■ What to produce ■
Reproduce the data below word for word, changing nothing.

■ Entries shown ■
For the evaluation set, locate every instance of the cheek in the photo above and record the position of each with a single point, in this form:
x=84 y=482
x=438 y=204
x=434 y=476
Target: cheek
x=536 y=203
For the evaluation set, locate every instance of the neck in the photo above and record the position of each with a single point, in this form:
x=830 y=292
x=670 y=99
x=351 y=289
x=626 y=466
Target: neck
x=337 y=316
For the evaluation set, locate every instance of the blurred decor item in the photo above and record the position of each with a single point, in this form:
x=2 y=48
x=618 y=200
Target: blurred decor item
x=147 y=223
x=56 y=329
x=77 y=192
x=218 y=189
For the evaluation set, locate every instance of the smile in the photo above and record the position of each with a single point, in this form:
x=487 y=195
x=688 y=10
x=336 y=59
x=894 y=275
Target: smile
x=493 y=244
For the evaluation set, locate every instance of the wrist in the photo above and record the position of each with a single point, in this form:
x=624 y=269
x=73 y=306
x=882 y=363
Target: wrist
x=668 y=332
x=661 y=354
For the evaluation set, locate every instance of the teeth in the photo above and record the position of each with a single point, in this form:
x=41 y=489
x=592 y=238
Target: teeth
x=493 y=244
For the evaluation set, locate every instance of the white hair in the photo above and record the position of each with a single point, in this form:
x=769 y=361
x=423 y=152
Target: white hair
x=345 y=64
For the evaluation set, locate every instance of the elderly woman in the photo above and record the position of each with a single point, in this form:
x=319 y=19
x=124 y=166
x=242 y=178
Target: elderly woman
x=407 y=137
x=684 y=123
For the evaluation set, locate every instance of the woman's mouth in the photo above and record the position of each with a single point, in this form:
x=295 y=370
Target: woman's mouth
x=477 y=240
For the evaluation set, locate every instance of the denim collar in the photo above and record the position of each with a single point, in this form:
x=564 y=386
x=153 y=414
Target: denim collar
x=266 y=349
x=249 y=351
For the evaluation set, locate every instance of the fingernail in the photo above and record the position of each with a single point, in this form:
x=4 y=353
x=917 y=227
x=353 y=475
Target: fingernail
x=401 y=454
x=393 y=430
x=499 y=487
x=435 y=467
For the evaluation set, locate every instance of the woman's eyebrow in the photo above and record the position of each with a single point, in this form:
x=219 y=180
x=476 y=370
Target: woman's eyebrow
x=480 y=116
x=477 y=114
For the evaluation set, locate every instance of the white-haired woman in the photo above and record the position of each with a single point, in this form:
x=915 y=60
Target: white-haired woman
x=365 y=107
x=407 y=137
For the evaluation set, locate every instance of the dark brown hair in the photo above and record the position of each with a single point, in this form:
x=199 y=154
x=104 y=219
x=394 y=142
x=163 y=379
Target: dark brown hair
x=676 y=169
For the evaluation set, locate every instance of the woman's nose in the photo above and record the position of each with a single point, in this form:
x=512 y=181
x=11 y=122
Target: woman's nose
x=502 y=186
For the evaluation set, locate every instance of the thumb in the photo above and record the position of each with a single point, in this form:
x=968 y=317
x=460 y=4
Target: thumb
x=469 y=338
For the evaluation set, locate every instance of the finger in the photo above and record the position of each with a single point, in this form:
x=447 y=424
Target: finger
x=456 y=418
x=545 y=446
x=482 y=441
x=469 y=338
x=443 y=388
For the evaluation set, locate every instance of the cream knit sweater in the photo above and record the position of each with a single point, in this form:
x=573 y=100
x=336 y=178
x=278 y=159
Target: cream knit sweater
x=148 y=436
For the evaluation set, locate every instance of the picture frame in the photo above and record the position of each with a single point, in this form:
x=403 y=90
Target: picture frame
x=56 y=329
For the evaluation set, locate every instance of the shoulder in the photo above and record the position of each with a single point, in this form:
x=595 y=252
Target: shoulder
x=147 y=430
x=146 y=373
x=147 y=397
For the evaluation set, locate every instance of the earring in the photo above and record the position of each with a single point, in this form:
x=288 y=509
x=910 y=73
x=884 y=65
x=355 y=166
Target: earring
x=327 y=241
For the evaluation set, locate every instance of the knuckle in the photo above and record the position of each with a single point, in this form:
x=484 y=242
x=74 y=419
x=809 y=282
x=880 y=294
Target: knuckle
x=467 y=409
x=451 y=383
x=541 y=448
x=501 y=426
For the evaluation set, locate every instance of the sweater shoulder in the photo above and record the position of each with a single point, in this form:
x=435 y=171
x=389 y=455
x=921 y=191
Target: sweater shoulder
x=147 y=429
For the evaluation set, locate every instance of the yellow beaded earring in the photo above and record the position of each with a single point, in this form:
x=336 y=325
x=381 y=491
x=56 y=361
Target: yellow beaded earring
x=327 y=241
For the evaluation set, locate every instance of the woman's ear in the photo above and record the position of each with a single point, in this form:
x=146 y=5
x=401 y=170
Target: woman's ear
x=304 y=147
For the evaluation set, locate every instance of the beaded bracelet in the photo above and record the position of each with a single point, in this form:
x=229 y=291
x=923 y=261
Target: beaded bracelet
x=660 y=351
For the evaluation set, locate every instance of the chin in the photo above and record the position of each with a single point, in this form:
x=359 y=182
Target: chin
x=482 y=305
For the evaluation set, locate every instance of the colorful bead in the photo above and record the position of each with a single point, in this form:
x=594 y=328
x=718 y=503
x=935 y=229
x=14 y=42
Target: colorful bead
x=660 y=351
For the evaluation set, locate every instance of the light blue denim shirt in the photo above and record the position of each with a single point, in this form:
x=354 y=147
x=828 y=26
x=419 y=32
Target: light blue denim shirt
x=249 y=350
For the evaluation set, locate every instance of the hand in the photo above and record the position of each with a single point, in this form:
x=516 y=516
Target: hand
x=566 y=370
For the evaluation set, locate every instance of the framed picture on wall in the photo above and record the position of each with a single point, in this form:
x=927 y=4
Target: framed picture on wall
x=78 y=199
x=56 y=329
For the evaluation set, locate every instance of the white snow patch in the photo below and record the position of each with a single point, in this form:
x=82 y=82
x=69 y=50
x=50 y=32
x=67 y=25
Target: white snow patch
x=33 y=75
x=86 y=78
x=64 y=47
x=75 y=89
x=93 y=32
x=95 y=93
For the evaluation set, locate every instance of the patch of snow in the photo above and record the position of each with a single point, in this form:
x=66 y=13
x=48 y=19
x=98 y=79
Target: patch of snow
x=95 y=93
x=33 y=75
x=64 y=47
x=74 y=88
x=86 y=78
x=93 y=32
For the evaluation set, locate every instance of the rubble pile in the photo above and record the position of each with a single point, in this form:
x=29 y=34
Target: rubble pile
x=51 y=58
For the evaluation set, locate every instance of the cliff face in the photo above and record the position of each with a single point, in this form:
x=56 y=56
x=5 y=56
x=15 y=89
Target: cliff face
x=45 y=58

■ Correct answer ■
For the evaluation set, locate every instance of the cheek in the photo above and record the position of each with a single point, in this form:
x=84 y=482
x=438 y=204
x=434 y=476
Target: cheek
x=536 y=203
For the evaluation set, locate every instance of the neck in the photo above and record the position of each with a single point, in this form:
x=830 y=292
x=670 y=99
x=351 y=289
x=626 y=466
Target: neck
x=337 y=316
For the evaluation set, locate every instance of the blurred decor item in the photo above and record the position of each with a single point, in this form:
x=2 y=48
x=618 y=200
Target: blurred decor item
x=147 y=223
x=56 y=329
x=77 y=192
x=218 y=189
For the evaluation set, locate every instance of the smile in the photo above and record the position of each with a single point, in this form:
x=487 y=195
x=688 y=10
x=336 y=59
x=894 y=275
Target: smile
x=493 y=244
For the evaluation set, locate every instance of the wrist in the photo above and record the position of each with a single point, in this form:
x=624 y=269
x=73 y=306
x=882 y=363
Target: wrist
x=668 y=332
x=661 y=354
For the evaluation set, locate every instance of the teeth in the photo above and record the position of each with a single point, in this form:
x=41 y=489
x=592 y=238
Target: teeth
x=493 y=244
For the evaluation set, locate every instance of the white hair in the photo above and record the position of each with a single point, in this form:
x=769 y=361
x=423 y=152
Target: white hair
x=345 y=64
For the evaluation set, locate every instance of the elderly woman in the photo above and record the position of each with a single point, in this form:
x=319 y=19
x=124 y=166
x=242 y=178
Target: elderly woman
x=407 y=137
x=684 y=123
For the evaluation set, locate every instance of the woman's mouth in the photo above and record the position of each with a single point, in this form:
x=295 y=370
Target: woman's mouth
x=477 y=240
For the evaluation set, locate every instance of the denim collar in the photo above and record the position of each with a single point, in this form:
x=564 y=386
x=153 y=414
Target: denim collar
x=266 y=349
x=249 y=351
For the evaluation set, locate every instance of the fingernail in the photo above and record the position of each with a single point, in this form:
x=4 y=353
x=917 y=227
x=353 y=475
Target: fingernail
x=401 y=454
x=393 y=430
x=499 y=487
x=435 y=467
For the evaluation set, locate every instance of the woman's eyebrow in the photo above and record the position of each with a single point, in this form:
x=219 y=180
x=476 y=370
Target: woman's eyebrow
x=480 y=116
x=477 y=114
For the evaluation set, locate every instance of the white-haired woman in the photo above and record the position of each with a single point, in this form:
x=915 y=60
Target: white-haired woman
x=365 y=107
x=407 y=137
For the evaluation set, locate every instance of the dark brown hair in the photo above and record the position of each with a single point, in this form:
x=199 y=154
x=104 y=219
x=394 y=142
x=163 y=379
Target: dark brown hair
x=676 y=169
For the evaluation set, locate every instance of the woman's nose in the photo above and record the position of each with a single point, in this form:
x=512 y=181
x=11 y=122
Target: woman's nose
x=502 y=186
For the evaluation set, locate every instance of the thumb in the photo above and record the position of each with a single point, in this form:
x=968 y=317
x=460 y=4
Target: thumb
x=469 y=338
For the evaluation set, locate every instance of the finger in the photo above and record the position of each with a single point, in this form:
x=447 y=424
Target: finger
x=456 y=418
x=545 y=446
x=482 y=441
x=469 y=338
x=443 y=388
For the evaluation set, locate every instance of the cream knit sweater in the photo above and record the position of each with a single point, in this form:
x=573 y=100
x=336 y=178
x=278 y=159
Target: cream knit sweater
x=148 y=436
For the evaluation set, locate every instance of the picture frame in the photo above and record the position of each with a single point, in this form:
x=403 y=90
Target: picture frame
x=56 y=329
For the evaluation set, locate every instance of the shoulder in the photo above and record the position of each with a single point, in this form:
x=595 y=252
Target: shoulder
x=147 y=430
x=146 y=373
x=147 y=397
For the evaluation set, locate every instance of the earring in the photo above and record the position of each with a single point, in this form:
x=288 y=509
x=910 y=73
x=884 y=65
x=355 y=166
Target: earring
x=327 y=241
For the evaluation set, locate every instance of the knuckle in the photo above and record the position of each with a single point, in this form:
x=484 y=242
x=74 y=419
x=809 y=282
x=880 y=294
Target: knuckle
x=467 y=409
x=451 y=383
x=541 y=448
x=501 y=426
For the evaluation set, locate every instance of the sweater shoulder in the photo above and record the position of each with a single point, in this form:
x=435 y=171
x=389 y=455
x=921 y=191
Target: sweater shoulder
x=147 y=429
For the evaluation set, locate every instance of the yellow beaded earring in the photo above and record the position of each with a single point, in this form:
x=336 y=325
x=381 y=491
x=56 y=361
Target: yellow beaded earring
x=327 y=241
For the evaluation set, locate every instance of the woman's ear in the photo above and record the position of each with a single point, in this form:
x=146 y=5
x=401 y=170
Target: woman's ear
x=304 y=147
For the evaluation set, locate every instance of the beaded bracelet in the photo above and record the position of each with a single point, in this form:
x=229 y=291
x=923 y=261
Target: beaded bracelet
x=660 y=351
For the evaluation set, locate every instance of the chin in the photo above and record the position of each with a single point, in this form:
x=359 y=182
Target: chin
x=482 y=305
For the evaluation set, locate every instance of the colorful bead in the photo above and record the position of each with a single point, in this form:
x=594 y=328
x=718 y=503
x=935 y=229
x=14 y=42
Target: colorful bead
x=660 y=351
For the evaluation set, locate every instance of the light blue denim shirt in the photo above and record the position of each with a single point, in this form:
x=354 y=147
x=828 y=26
x=419 y=32
Target: light blue denim shirt
x=249 y=350
For the evaluation set, locate every instance of the hand in the photo above and record the position of each with a single point, in this form:
x=516 y=516
Target: hand
x=566 y=370
For the evaluation set, locate every instance of the framed picture on wall in the photo above and record the position of each with a single point, in this form:
x=927 y=4
Target: framed picture on wall
x=78 y=199
x=56 y=329
For the evaluation set, locate every instance of the white snow patch in the photo below and record the position of each with a single point, in this form:
x=82 y=82
x=69 y=50
x=50 y=32
x=67 y=25
Target: white snow patch
x=33 y=75
x=86 y=78
x=64 y=47
x=75 y=89
x=93 y=32
x=95 y=93
For the evaluation set, locate every instance of the patch of snow in the photo above and record the position of each with a single point, in this form:
x=66 y=13
x=48 y=19
x=98 y=79
Target: patch of snow
x=95 y=93
x=33 y=75
x=64 y=47
x=74 y=88
x=86 y=78
x=93 y=32
For the evaluation set, locate every instance of the rubble pile in the photo above and record the position of each with a single point, in this form:
x=29 y=34
Target: rubble pile
x=51 y=58
For the evaluation set, locate every instance of the cliff face in the photo above and record the position of each with a single point, in this form:
x=56 y=56
x=5 y=56
x=15 y=89
Target: cliff face
x=45 y=58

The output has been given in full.